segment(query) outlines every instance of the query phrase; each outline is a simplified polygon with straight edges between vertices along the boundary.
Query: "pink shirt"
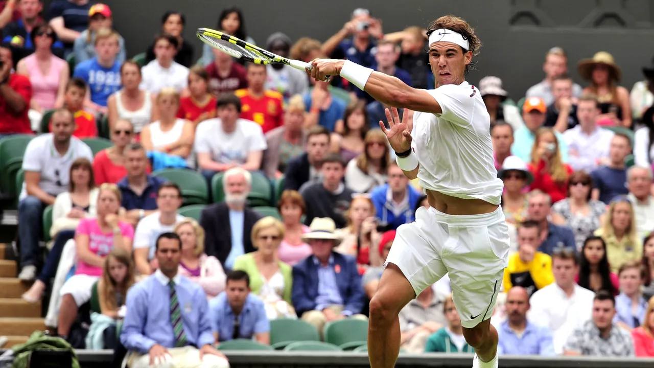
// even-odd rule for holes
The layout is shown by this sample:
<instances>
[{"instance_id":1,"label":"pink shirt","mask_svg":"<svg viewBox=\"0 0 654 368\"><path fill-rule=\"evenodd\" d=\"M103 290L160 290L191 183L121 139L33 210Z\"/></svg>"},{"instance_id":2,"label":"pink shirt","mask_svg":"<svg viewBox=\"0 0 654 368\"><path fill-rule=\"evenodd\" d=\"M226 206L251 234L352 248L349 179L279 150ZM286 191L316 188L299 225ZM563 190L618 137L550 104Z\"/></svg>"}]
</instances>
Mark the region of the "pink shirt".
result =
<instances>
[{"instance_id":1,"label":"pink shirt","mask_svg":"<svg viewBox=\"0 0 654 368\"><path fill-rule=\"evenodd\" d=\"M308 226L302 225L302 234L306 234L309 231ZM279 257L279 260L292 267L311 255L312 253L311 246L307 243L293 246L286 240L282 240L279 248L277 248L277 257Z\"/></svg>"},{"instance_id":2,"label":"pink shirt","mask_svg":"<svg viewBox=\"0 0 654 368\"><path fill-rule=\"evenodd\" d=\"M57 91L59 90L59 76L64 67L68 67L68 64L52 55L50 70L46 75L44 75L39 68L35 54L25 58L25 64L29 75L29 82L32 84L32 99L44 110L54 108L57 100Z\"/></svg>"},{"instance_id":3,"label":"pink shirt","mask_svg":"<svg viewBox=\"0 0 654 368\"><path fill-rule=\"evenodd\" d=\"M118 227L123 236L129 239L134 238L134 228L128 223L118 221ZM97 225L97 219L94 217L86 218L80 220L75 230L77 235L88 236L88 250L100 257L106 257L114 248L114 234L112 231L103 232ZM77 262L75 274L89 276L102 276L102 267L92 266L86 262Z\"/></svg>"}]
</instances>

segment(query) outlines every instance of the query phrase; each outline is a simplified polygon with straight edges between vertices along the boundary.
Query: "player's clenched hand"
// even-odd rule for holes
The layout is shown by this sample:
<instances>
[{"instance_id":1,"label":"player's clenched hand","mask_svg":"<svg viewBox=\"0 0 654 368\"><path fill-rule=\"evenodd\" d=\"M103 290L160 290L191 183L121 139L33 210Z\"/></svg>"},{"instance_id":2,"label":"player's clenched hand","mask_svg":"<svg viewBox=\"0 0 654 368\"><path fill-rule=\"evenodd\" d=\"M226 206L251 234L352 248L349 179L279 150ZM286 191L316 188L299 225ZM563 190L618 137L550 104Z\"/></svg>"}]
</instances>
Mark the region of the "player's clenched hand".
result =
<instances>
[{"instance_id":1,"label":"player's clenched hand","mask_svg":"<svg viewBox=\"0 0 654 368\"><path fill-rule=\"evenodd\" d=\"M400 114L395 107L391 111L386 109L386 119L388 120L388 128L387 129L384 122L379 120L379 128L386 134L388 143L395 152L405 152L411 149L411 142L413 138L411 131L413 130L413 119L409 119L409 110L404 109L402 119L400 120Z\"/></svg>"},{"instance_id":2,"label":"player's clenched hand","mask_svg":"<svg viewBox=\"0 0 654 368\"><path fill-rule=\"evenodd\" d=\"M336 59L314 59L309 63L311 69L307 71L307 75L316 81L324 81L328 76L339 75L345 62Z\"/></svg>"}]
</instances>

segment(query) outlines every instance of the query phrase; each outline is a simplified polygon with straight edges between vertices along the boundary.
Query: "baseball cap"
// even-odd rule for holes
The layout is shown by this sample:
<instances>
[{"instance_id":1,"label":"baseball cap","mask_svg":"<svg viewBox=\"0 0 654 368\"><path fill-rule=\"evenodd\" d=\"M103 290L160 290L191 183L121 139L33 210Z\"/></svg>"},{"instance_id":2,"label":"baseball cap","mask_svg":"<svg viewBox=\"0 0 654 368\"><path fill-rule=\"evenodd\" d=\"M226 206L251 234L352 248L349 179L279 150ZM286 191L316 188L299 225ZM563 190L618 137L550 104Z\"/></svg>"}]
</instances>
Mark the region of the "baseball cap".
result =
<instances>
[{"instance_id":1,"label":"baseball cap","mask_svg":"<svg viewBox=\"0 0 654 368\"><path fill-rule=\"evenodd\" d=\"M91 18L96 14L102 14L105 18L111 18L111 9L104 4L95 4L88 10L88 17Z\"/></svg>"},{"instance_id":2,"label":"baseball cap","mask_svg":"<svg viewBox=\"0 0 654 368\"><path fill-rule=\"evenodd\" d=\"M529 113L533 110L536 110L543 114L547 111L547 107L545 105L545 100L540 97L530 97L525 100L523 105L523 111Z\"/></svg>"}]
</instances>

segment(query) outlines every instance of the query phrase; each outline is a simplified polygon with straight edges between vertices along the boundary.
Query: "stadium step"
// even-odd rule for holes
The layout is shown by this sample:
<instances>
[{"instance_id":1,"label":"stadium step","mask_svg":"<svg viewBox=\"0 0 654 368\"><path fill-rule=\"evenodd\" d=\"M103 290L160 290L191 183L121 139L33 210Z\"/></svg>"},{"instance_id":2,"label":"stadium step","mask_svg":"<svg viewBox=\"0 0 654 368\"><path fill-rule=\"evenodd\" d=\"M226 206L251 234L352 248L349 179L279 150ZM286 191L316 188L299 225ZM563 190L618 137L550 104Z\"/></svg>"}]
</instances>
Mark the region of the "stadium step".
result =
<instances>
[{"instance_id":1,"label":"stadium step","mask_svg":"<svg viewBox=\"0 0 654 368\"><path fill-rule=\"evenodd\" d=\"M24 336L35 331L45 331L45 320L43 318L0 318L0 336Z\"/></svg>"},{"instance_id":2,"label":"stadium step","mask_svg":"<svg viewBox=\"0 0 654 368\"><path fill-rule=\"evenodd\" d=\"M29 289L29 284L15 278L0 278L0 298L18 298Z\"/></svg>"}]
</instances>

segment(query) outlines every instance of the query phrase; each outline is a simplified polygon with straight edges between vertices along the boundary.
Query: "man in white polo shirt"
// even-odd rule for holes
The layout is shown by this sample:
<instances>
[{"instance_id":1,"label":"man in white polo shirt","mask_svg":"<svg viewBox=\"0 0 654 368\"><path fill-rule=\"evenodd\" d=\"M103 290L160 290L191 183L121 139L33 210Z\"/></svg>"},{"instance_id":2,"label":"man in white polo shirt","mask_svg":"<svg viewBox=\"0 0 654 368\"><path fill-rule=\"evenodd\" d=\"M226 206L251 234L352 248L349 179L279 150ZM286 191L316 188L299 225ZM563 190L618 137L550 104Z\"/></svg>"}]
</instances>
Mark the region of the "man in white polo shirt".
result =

> **Written exercise**: Show every line of the records above that contains the word "hand", reproducing each such line in full. Matching is case-sensitive.

> **Solution**:
Query: "player's clenched hand"
[{"instance_id":1,"label":"player's clenched hand","mask_svg":"<svg viewBox=\"0 0 654 368\"><path fill-rule=\"evenodd\" d=\"M103 290L160 290L191 183L121 139L33 210Z\"/></svg>"},{"instance_id":2,"label":"player's clenched hand","mask_svg":"<svg viewBox=\"0 0 654 368\"><path fill-rule=\"evenodd\" d=\"M226 206L251 234L352 248L349 179L279 150ZM286 191L316 188L299 225ZM563 190L618 137L550 104Z\"/></svg>"}]
Mark the region of the "player's clenched hand".
[{"instance_id":1,"label":"player's clenched hand","mask_svg":"<svg viewBox=\"0 0 654 368\"><path fill-rule=\"evenodd\" d=\"M400 114L395 107L391 111L386 109L386 119L388 120L388 128L387 129L384 122L379 120L379 128L386 134L388 143L395 152L405 152L411 149L411 142L413 138L411 131L413 130L413 119L409 119L409 110L404 109L402 119L400 120Z\"/></svg>"},{"instance_id":2,"label":"player's clenched hand","mask_svg":"<svg viewBox=\"0 0 654 368\"><path fill-rule=\"evenodd\" d=\"M336 59L314 59L309 63L311 69L307 71L307 75L316 81L324 81L328 76L339 75L345 62Z\"/></svg>"}]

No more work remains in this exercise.